2. Sales comparison approach
Head selected sales of six comparable properties. He found that sales of very similar properties in the immediate area of the subject property were uncommon, and thus he widened his area to both Oregon and Washington to capture properties that matched his highest and best use determination. He testified that although some of his sales were "older," they are still relevant. Comparable 1 is a June 2020 sale of a Home Depot in Salem, for $12,200,000 or $108 per square foot. Comparable 2 is an April 2018 sale of a Lowe's in Vernon, Washington, for $16,991,453 or $124 per square foot. Comparable 3 is a July 2017 sale of a Home Depot in Portland (Jantzen Beach), Oregon, for $21,030,067 or $197 per square foot. This was part of a portfolio sale, and the dollar figure is an allocated amount. Consequently, Head did not give much weight to this sale. Comparable 4 is a June 2015 sale of a Home Depot in Tacoma, Washington, for $32,655,000 or $238 per square foot. Head felt that this sale was an "outlier" and did not place much weight on it. Comparable 5 is a September 2018 sale of a McLendon Hardware store in Puyallup, Washington, for $11,400,000 or $132 per square foot. Head found this was a good comparable sale, but also found the property was inferior. Head gave the most weight to comparables 1 and 2. He found the overall range of value to be between $108 and $238 per square foot and selected $120 per square foot as the indicated value, equating to a concluded value of $16,200,000. On cross-examination, Head testified that all six sales comparables selected were "leased fee" because they already had tenants in place. He testified and included in his report that no adjustments need to be made on account of the leased fee interest because he was valuing the fee simple property rights.
The court will not discuss Comparable 6 because Head's report states it "was not used in the reconciliation of the Sales Comparison Approach due to its Lease hold nature." (Def's Ex A at 34.)
3. Income approach
Head considered six comparable property leases for the income approach to value. Comparable 1 is the lease of a Home Depot located at Mall 205 in Portland for $13.29 per square foot. Head was uncertain whether this was from a 2014 lease or a renewal. Comparable 2 is the lease of a Kohl's in Wood Village, Oregon, for $12.57 per square foot. Head did not give this lease much weight because it is a department store. Comparable 3 is a lease of a Kmart store in Oregon City at $11.80 per square foot. Head said the information about this lease was unreliable because the company may have been in bankruptcy proceedings and the property was converted to a Hobby Lobby store and a Planet Fitness gym. Comparable 4 is the lease of a Home Depot in Henderson, Nevada, for $13.68 per square foot. Head did not give this lease much weight because of the location. Comparable 5 was the lease of McLendon Hardware in Puyallup, Washington, for $8.77 per square foot. Head testified that he was uncertain about when the lease was entered into. Comparable 6 is the Shun Fat market in Portland for $9.72 per square foot, which is also Plaintiff's lease Comparable 1. Head concluded an indicated market rent of $8.75 per square foot. Using this figure Head computed the gross rental income for the subject property at $1,181,320. From that figure he deducted 6 percent for vacancy and credit loss, operating expenses of 8 percent and found a capitalization rate of 6.25 percent. Head concluded that the indicated value of the subject property using the income approach was $16,350,000.

### [INFORMATION SHOWN]
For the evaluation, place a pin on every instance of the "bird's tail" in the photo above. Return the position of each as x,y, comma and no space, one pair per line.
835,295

### [SHORT PROBLEM]
Please retype everything from "The court will" down to "Ex A at 34.)" in the property valuation text, word for word.

### [OUTPUT OF THE EXERCISE]
The court will not discuss Comparable 6 because Head's report states it "was not used in the reconciliation of the Sales Comparison Approach due to its Lease hold nature." (Def's Ex A at 34.)